#### [SOURCE DOCUMENT]
"""
The Paul R. Williams Project committee’s motivation was and is to help expand public knowledge about this American architect, whose extraordinary accomplishment was achieved against a background of pervasive racism in a particularly exclusionary profession.
The AIA150 Committee presented the exhibit concept to the board of the Art Museum of the University of Memphis (AMUM). The University of Memphis has a young but exceedingly successful architecture program with close ties to the Memphis professional community, and AMUM’s director earned a Ph.D. in 20th Century art and architectural history with a specialization in mid-century American architecture.
AIA Memphis also presented the Paul R. Williams project to the national organization, which sanctioned it as part of the AIA150 celebration. The original project has expanded to include research, K–12 education and publication components. Decisions are made by the Paul R. Williams Project committee listed below with AMUM serving as administrative center. Additional participants sit on specific committees for the education, exhibition and publication segments of the project.
"""
#### [Raw records]
"""
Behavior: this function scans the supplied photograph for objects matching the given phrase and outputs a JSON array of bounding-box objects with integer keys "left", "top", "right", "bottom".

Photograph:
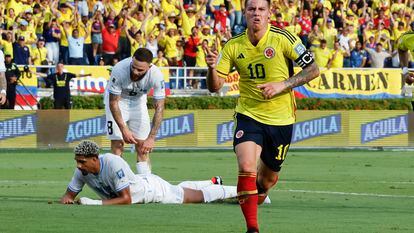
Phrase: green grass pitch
[{"left": 0, "top": 150, "right": 414, "bottom": 233}]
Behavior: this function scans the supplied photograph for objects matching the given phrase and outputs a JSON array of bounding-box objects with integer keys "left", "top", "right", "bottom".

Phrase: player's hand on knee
[
  {"left": 122, "top": 129, "right": 138, "bottom": 144},
  {"left": 141, "top": 137, "right": 155, "bottom": 154},
  {"left": 79, "top": 197, "right": 102, "bottom": 205},
  {"left": 203, "top": 47, "right": 218, "bottom": 69}
]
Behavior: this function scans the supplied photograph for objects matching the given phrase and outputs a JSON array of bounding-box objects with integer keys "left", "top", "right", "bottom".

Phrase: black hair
[
  {"left": 134, "top": 48, "right": 152, "bottom": 63},
  {"left": 244, "top": 0, "right": 271, "bottom": 9}
]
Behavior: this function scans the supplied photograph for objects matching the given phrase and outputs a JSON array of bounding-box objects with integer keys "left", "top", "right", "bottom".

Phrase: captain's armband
[{"left": 295, "top": 50, "right": 315, "bottom": 69}]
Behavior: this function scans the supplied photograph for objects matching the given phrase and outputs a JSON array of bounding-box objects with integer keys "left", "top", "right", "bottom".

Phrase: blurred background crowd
[{"left": 0, "top": 0, "right": 414, "bottom": 71}]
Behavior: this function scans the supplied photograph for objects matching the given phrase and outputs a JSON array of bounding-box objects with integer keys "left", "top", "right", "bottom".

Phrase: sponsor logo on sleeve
[
  {"left": 294, "top": 44, "right": 306, "bottom": 56},
  {"left": 292, "top": 114, "right": 341, "bottom": 143},
  {"left": 116, "top": 169, "right": 125, "bottom": 179}
]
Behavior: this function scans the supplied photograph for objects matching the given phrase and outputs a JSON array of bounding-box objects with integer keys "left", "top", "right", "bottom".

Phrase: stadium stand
[{"left": 0, "top": 0, "right": 414, "bottom": 89}]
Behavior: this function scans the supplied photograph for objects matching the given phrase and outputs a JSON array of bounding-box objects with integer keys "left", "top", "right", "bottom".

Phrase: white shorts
[
  {"left": 105, "top": 99, "right": 151, "bottom": 140},
  {"left": 138, "top": 174, "right": 184, "bottom": 204}
]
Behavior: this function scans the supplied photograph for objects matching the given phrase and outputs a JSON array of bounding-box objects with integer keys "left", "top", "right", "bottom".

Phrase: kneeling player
[{"left": 60, "top": 141, "right": 237, "bottom": 205}]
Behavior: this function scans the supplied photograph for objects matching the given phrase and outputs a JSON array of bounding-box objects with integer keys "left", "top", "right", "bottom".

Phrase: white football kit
[
  {"left": 104, "top": 57, "right": 165, "bottom": 140},
  {"left": 0, "top": 50, "right": 6, "bottom": 72},
  {"left": 68, "top": 153, "right": 237, "bottom": 204}
]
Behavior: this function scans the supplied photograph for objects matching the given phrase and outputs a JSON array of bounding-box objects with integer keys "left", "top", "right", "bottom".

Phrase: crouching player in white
[
  {"left": 60, "top": 141, "right": 237, "bottom": 205},
  {"left": 105, "top": 48, "right": 165, "bottom": 174}
]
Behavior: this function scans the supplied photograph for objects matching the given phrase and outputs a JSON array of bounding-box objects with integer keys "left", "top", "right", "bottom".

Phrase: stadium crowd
[{"left": 0, "top": 0, "right": 414, "bottom": 73}]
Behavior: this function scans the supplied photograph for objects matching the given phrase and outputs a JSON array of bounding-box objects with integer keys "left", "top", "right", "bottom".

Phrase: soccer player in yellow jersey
[
  {"left": 397, "top": 21, "right": 414, "bottom": 84},
  {"left": 312, "top": 39, "right": 332, "bottom": 67},
  {"left": 206, "top": 0, "right": 319, "bottom": 232}
]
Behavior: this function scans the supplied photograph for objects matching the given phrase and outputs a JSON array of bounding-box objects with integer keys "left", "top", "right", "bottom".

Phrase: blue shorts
[{"left": 233, "top": 113, "right": 293, "bottom": 172}]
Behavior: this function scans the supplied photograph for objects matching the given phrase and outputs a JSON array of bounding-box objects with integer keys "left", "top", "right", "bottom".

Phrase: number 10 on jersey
[{"left": 247, "top": 63, "right": 266, "bottom": 79}]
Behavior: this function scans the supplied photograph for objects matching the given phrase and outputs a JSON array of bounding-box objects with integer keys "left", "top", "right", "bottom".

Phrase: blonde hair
[{"left": 73, "top": 140, "right": 99, "bottom": 157}]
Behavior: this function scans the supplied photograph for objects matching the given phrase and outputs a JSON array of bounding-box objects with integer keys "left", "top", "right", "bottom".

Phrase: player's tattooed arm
[
  {"left": 284, "top": 62, "right": 319, "bottom": 89},
  {"left": 109, "top": 93, "right": 138, "bottom": 144},
  {"left": 109, "top": 93, "right": 126, "bottom": 131},
  {"left": 149, "top": 99, "right": 165, "bottom": 138}
]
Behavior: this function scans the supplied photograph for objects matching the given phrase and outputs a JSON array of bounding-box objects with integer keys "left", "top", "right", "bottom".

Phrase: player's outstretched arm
[
  {"left": 141, "top": 99, "right": 165, "bottom": 154},
  {"left": 204, "top": 48, "right": 224, "bottom": 92},
  {"left": 79, "top": 187, "right": 131, "bottom": 205},
  {"left": 109, "top": 93, "right": 138, "bottom": 144},
  {"left": 257, "top": 62, "right": 319, "bottom": 99},
  {"left": 284, "top": 62, "right": 319, "bottom": 89},
  {"left": 60, "top": 189, "right": 78, "bottom": 204}
]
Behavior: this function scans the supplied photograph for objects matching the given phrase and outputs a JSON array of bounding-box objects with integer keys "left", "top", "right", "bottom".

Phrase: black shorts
[{"left": 233, "top": 113, "right": 293, "bottom": 172}]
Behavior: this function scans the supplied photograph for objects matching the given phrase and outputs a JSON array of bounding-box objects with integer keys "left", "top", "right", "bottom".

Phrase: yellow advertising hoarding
[
  {"left": 0, "top": 110, "right": 37, "bottom": 148},
  {"left": 0, "top": 109, "right": 414, "bottom": 148}
]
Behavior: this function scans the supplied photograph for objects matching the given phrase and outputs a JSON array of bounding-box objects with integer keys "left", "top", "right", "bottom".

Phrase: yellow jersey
[
  {"left": 312, "top": 47, "right": 331, "bottom": 67},
  {"left": 0, "top": 38, "right": 13, "bottom": 58},
  {"left": 30, "top": 47, "right": 47, "bottom": 66},
  {"left": 216, "top": 25, "right": 313, "bottom": 125},
  {"left": 152, "top": 57, "right": 168, "bottom": 67},
  {"left": 397, "top": 31, "right": 414, "bottom": 57}
]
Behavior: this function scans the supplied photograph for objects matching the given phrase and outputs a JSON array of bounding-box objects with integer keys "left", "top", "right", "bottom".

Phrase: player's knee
[
  {"left": 260, "top": 176, "right": 278, "bottom": 192},
  {"left": 239, "top": 161, "right": 257, "bottom": 173}
]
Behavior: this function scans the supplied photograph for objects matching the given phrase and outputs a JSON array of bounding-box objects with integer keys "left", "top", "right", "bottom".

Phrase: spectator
[
  {"left": 125, "top": 28, "right": 145, "bottom": 56},
  {"left": 145, "top": 32, "right": 160, "bottom": 58},
  {"left": 160, "top": 27, "right": 180, "bottom": 66},
  {"left": 328, "top": 41, "right": 349, "bottom": 69},
  {"left": 322, "top": 18, "right": 338, "bottom": 49},
  {"left": 184, "top": 26, "right": 200, "bottom": 77},
  {"left": 100, "top": 15, "right": 126, "bottom": 64},
  {"left": 312, "top": 39, "right": 331, "bottom": 67},
  {"left": 45, "top": 62, "right": 90, "bottom": 109},
  {"left": 180, "top": 4, "right": 205, "bottom": 38},
  {"left": 4, "top": 54, "right": 20, "bottom": 109},
  {"left": 299, "top": 9, "right": 312, "bottom": 48},
  {"left": 285, "top": 15, "right": 302, "bottom": 36},
  {"left": 16, "top": 19, "right": 36, "bottom": 45},
  {"left": 367, "top": 43, "right": 391, "bottom": 68},
  {"left": 13, "top": 36, "right": 31, "bottom": 65},
  {"left": 338, "top": 28, "right": 351, "bottom": 50},
  {"left": 4, "top": 8, "right": 17, "bottom": 30},
  {"left": 0, "top": 29, "right": 15, "bottom": 59},
  {"left": 308, "top": 24, "right": 324, "bottom": 48},
  {"left": 362, "top": 22, "right": 376, "bottom": 43},
  {"left": 91, "top": 10, "right": 103, "bottom": 63},
  {"left": 350, "top": 41, "right": 368, "bottom": 68},
  {"left": 210, "top": 4, "right": 233, "bottom": 33},
  {"left": 374, "top": 8, "right": 390, "bottom": 28},
  {"left": 43, "top": 19, "right": 61, "bottom": 64},
  {"left": 227, "top": 0, "right": 245, "bottom": 30},
  {"left": 63, "top": 24, "right": 89, "bottom": 65},
  {"left": 30, "top": 36, "right": 49, "bottom": 66},
  {"left": 200, "top": 24, "right": 214, "bottom": 46},
  {"left": 271, "top": 13, "right": 289, "bottom": 29},
  {"left": 152, "top": 50, "right": 168, "bottom": 67},
  {"left": 79, "top": 14, "right": 95, "bottom": 65},
  {"left": 59, "top": 21, "right": 73, "bottom": 64}
]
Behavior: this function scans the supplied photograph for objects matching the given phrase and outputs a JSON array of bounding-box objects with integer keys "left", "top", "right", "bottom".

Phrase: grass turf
[{"left": 0, "top": 150, "right": 414, "bottom": 233}]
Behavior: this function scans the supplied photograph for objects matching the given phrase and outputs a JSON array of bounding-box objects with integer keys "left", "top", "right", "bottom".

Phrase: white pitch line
[
  {"left": 275, "top": 189, "right": 414, "bottom": 198},
  {"left": 0, "top": 180, "right": 414, "bottom": 184}
]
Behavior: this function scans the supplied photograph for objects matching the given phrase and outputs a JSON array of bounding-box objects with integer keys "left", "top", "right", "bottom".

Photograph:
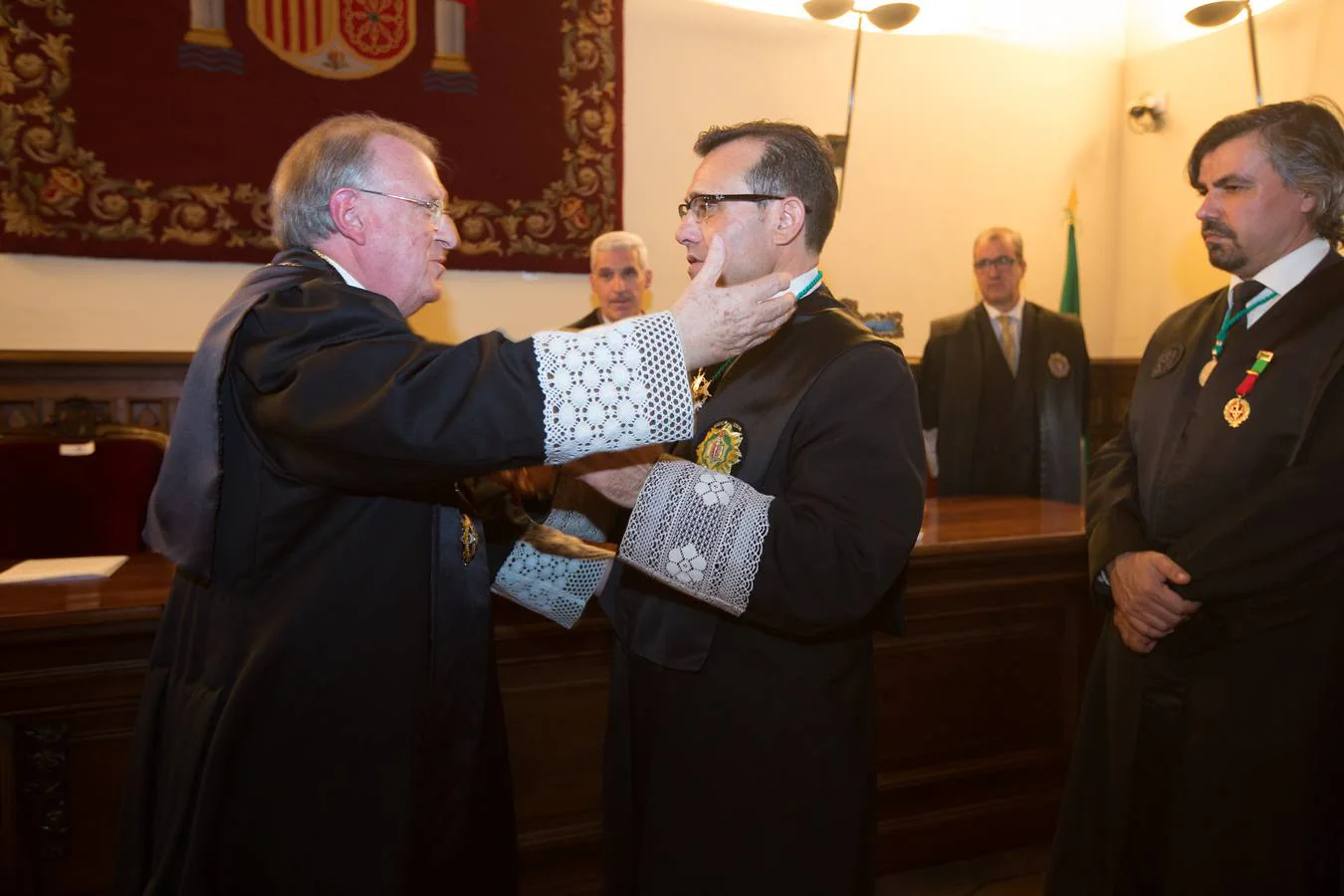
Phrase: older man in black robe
[
  {"left": 116, "top": 115, "right": 791, "bottom": 896},
  {"left": 564, "top": 122, "right": 923, "bottom": 896},
  {"left": 1047, "top": 103, "right": 1344, "bottom": 896}
]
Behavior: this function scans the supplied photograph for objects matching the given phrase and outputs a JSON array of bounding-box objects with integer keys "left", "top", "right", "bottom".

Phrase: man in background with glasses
[
  {"left": 919, "top": 227, "right": 1087, "bottom": 504},
  {"left": 116, "top": 115, "right": 793, "bottom": 896},
  {"left": 1044, "top": 97, "right": 1344, "bottom": 896},
  {"left": 571, "top": 122, "right": 923, "bottom": 896}
]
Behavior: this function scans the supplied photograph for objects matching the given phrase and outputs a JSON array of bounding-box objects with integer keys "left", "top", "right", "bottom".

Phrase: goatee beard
[{"left": 1209, "top": 243, "right": 1250, "bottom": 273}]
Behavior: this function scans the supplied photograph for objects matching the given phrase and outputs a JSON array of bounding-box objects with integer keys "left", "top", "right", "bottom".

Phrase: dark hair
[
  {"left": 695, "top": 120, "right": 840, "bottom": 253},
  {"left": 1186, "top": 97, "right": 1344, "bottom": 246},
  {"left": 270, "top": 112, "right": 438, "bottom": 249}
]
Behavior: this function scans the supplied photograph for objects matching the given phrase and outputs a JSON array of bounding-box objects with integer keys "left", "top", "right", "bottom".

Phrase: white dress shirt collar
[
  {"left": 986, "top": 299, "right": 1026, "bottom": 324},
  {"left": 1228, "top": 236, "right": 1331, "bottom": 327},
  {"left": 314, "top": 249, "right": 364, "bottom": 289}
]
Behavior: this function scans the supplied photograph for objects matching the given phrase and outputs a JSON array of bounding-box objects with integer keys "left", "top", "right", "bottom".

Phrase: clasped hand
[
  {"left": 564, "top": 445, "right": 663, "bottom": 509},
  {"left": 1106, "top": 551, "right": 1201, "bottom": 653}
]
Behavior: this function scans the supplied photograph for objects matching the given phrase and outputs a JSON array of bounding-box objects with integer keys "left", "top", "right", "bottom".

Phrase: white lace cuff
[
  {"left": 491, "top": 476, "right": 613, "bottom": 628},
  {"left": 619, "top": 461, "right": 775, "bottom": 615},
  {"left": 533, "top": 312, "right": 695, "bottom": 464}
]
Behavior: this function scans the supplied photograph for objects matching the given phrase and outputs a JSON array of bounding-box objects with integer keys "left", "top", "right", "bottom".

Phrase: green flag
[{"left": 1059, "top": 187, "right": 1080, "bottom": 317}]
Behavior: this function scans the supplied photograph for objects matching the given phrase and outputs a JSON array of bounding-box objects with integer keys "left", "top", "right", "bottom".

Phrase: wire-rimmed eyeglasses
[
  {"left": 354, "top": 187, "right": 445, "bottom": 230},
  {"left": 976, "top": 255, "right": 1017, "bottom": 270},
  {"left": 676, "top": 193, "right": 789, "bottom": 220}
]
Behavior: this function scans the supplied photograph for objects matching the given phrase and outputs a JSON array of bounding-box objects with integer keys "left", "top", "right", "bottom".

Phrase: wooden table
[{"left": 0, "top": 499, "right": 1097, "bottom": 896}]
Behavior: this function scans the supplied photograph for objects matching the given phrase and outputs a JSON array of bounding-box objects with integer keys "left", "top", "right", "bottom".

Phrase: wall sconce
[
  {"left": 1125, "top": 92, "right": 1167, "bottom": 134},
  {"left": 1186, "top": 0, "right": 1264, "bottom": 107},
  {"left": 802, "top": 0, "right": 919, "bottom": 199}
]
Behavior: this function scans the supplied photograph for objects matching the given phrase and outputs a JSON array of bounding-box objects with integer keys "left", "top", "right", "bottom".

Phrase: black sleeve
[
  {"left": 1087, "top": 414, "right": 1149, "bottom": 604},
  {"left": 231, "top": 284, "right": 546, "bottom": 500},
  {"left": 744, "top": 345, "right": 925, "bottom": 635}
]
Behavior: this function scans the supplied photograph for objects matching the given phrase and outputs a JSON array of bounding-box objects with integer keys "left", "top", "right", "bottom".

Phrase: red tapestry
[{"left": 0, "top": 0, "right": 621, "bottom": 272}]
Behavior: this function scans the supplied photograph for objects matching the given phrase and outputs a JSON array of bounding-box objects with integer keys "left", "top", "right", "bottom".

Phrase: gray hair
[
  {"left": 971, "top": 227, "right": 1025, "bottom": 261},
  {"left": 1186, "top": 97, "right": 1344, "bottom": 246},
  {"left": 270, "top": 112, "right": 438, "bottom": 249},
  {"left": 588, "top": 230, "right": 649, "bottom": 270}
]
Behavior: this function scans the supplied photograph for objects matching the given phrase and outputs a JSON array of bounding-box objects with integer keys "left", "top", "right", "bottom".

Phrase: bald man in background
[{"left": 569, "top": 230, "right": 653, "bottom": 330}]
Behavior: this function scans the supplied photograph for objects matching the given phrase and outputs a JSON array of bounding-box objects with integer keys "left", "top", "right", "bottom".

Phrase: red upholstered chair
[{"left": 0, "top": 423, "right": 168, "bottom": 560}]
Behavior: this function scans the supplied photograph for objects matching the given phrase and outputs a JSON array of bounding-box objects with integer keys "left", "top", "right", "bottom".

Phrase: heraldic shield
[{"left": 247, "top": 0, "right": 415, "bottom": 81}]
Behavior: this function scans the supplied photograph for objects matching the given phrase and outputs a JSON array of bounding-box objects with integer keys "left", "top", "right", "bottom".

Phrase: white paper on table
[{"left": 0, "top": 555, "right": 126, "bottom": 584}]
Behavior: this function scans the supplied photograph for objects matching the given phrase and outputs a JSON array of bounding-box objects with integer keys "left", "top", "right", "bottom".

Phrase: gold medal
[
  {"left": 695, "top": 420, "right": 746, "bottom": 473},
  {"left": 1199, "top": 357, "right": 1218, "bottom": 385},
  {"left": 691, "top": 366, "right": 710, "bottom": 411},
  {"left": 461, "top": 513, "right": 480, "bottom": 565}
]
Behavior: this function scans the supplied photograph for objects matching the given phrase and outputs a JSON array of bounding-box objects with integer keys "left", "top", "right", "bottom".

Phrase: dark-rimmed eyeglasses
[
  {"left": 676, "top": 193, "right": 784, "bottom": 220},
  {"left": 976, "top": 255, "right": 1017, "bottom": 270},
  {"left": 354, "top": 187, "right": 444, "bottom": 230}
]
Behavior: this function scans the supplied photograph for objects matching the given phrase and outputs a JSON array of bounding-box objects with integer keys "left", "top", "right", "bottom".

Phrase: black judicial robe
[
  {"left": 1045, "top": 253, "right": 1344, "bottom": 896},
  {"left": 602, "top": 286, "right": 925, "bottom": 896},
  {"left": 919, "top": 303, "right": 1087, "bottom": 504},
  {"left": 116, "top": 253, "right": 545, "bottom": 896}
]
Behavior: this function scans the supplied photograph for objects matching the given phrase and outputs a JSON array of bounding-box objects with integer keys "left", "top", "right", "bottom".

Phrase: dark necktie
[{"left": 1230, "top": 280, "right": 1264, "bottom": 334}]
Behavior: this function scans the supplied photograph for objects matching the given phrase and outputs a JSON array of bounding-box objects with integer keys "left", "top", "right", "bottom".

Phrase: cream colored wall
[
  {"left": 1112, "top": 0, "right": 1344, "bottom": 356},
  {"left": 23, "top": 0, "right": 1344, "bottom": 356}
]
"""
#### [PROMPT]
Carry on the passage about the Paul R. Williams Project, picking up after its final sentence. The lines are separate material and not part of the passage about the Paul R. Williams Project.

#### [ANSWER FOR THE TASK]
The first phase of the Paul R. Williams project focuses on research and promotion of scholarship through this website.
Website. The project encourages scholarship by providing on-line resources. The primary resource is a bibliography with over 1500 citations. The bibliography, which includes specific references to Paul R. Williams found in books, newspapers, scholarly, architectural and popular publications and ones that relate to the architectural and social contexts of his life and career, is updated regularly. Citations are verified for accuracy. The project encourages and welcomes contributions of bibliographic citations by scholars and others for addition to the list. The resources also include information about publicly accessible archives containing materials relating to Paul R. Williams.
See research Resources.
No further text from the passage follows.